** BEGIN Input **

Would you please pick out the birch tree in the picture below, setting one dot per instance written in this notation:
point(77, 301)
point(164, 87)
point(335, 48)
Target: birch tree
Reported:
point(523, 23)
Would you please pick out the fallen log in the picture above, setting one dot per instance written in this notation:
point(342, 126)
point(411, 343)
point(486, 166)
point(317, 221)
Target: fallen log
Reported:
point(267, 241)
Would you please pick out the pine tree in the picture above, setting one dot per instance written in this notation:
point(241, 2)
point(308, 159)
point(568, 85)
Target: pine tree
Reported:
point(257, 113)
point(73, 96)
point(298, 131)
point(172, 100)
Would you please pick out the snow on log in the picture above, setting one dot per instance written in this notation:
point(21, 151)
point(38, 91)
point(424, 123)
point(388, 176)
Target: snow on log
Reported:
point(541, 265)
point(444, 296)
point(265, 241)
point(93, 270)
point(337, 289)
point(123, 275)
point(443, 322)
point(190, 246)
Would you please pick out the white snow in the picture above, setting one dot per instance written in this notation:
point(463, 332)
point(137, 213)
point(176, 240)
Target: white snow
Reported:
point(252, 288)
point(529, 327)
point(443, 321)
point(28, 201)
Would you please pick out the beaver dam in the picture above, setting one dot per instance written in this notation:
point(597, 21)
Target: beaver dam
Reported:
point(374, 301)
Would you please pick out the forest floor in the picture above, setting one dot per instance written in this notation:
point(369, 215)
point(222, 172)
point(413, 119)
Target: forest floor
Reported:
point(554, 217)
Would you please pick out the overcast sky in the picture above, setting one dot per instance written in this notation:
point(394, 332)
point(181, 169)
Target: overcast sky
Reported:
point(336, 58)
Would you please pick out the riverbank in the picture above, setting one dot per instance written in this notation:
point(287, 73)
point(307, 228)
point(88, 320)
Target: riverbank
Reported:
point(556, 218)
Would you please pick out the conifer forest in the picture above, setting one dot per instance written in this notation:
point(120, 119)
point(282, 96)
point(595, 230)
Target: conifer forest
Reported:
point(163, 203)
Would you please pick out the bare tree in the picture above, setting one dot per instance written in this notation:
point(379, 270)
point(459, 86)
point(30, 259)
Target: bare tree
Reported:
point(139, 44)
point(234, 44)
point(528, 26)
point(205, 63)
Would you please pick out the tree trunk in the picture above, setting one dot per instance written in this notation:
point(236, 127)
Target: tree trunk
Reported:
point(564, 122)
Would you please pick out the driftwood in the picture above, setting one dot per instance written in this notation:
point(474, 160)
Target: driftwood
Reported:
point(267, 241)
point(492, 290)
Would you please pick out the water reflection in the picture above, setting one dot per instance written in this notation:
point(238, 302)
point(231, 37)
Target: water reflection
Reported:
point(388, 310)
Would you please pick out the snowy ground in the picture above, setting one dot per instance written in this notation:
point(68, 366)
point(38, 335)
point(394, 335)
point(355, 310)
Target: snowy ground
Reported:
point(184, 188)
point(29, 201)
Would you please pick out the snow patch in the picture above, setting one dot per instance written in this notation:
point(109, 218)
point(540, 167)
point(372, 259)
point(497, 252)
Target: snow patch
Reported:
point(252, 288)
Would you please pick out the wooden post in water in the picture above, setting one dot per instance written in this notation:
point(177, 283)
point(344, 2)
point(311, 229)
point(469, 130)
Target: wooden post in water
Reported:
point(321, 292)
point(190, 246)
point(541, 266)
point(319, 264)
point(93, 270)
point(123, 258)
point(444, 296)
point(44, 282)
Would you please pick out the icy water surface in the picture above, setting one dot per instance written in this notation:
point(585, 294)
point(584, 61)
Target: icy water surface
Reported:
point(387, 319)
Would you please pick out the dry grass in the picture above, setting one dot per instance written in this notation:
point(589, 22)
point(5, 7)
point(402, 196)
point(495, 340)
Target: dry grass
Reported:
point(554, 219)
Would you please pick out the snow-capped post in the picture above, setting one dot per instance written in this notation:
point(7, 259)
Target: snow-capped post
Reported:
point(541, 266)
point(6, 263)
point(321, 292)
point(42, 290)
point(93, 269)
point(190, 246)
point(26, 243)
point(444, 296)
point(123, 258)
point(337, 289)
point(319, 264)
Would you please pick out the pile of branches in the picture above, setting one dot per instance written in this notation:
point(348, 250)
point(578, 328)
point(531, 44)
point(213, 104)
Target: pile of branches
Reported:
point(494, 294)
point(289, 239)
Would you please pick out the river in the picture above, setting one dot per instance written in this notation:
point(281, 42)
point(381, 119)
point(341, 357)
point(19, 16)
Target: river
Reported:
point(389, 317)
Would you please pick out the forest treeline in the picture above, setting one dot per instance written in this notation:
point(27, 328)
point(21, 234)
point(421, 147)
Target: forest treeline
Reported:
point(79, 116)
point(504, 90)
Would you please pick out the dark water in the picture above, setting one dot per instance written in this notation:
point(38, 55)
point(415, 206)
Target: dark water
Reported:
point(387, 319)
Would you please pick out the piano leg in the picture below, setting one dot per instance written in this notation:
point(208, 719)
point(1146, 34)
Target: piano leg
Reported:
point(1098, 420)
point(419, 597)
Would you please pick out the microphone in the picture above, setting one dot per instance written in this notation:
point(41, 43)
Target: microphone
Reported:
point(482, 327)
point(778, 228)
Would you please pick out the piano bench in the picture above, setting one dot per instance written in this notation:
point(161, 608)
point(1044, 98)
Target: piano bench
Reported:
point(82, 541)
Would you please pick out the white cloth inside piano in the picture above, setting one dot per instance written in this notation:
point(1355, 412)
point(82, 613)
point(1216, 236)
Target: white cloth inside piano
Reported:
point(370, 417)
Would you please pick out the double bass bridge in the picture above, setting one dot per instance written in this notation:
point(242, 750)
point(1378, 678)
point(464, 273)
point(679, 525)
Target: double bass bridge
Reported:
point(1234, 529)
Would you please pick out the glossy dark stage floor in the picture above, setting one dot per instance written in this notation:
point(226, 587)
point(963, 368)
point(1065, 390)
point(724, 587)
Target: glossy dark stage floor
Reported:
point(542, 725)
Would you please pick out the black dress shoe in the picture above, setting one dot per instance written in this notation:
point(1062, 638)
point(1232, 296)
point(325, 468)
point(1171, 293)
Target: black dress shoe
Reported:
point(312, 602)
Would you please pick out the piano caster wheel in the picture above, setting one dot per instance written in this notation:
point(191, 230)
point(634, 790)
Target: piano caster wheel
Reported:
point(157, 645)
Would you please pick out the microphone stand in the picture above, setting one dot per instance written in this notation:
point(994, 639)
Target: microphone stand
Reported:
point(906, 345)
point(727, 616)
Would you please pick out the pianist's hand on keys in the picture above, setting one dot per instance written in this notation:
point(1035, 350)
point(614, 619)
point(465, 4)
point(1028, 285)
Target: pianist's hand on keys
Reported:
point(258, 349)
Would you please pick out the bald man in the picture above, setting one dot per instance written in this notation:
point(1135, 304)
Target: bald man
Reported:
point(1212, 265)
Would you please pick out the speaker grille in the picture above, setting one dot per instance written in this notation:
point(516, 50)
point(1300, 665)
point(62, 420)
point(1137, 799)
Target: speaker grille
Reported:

** END Input **

** Instructions for the task **
Reproduce the entries word for word, beginning at the line that contains "Would you please pick out the piano caster" and continuing through the final line of the entries.

** Response to this task **
Would you please pick out the piano caster wheel in the picture above, setting one dot per instance written in this notation:
point(191, 230)
point(634, 790)
Target: piano caster wheel
Reported:
point(157, 645)
Would you please pick out the microphone stand in the picture above, setting one dot per instance written in this notation:
point(994, 639)
Target: microphone stand
Reported:
point(906, 345)
point(727, 616)
Would you please pick out the pianist's hand on keys in the picture above, setting one dot per instance written in this notation:
point(1035, 350)
point(614, 619)
point(465, 4)
point(1028, 285)
Target: pianist's hand on keys
Reported:
point(258, 349)
Would you please pick out the bald man in the picture above, setting one dot per instance written in this notation:
point(1135, 304)
Target: bald man
Reported:
point(1212, 265)
Would you please pick out the speaker grille in the picture above, setting one dot per instance written in this notation:
point(516, 50)
point(1300, 665)
point(62, 420)
point(1137, 799)
Target: speaker grille
Reported:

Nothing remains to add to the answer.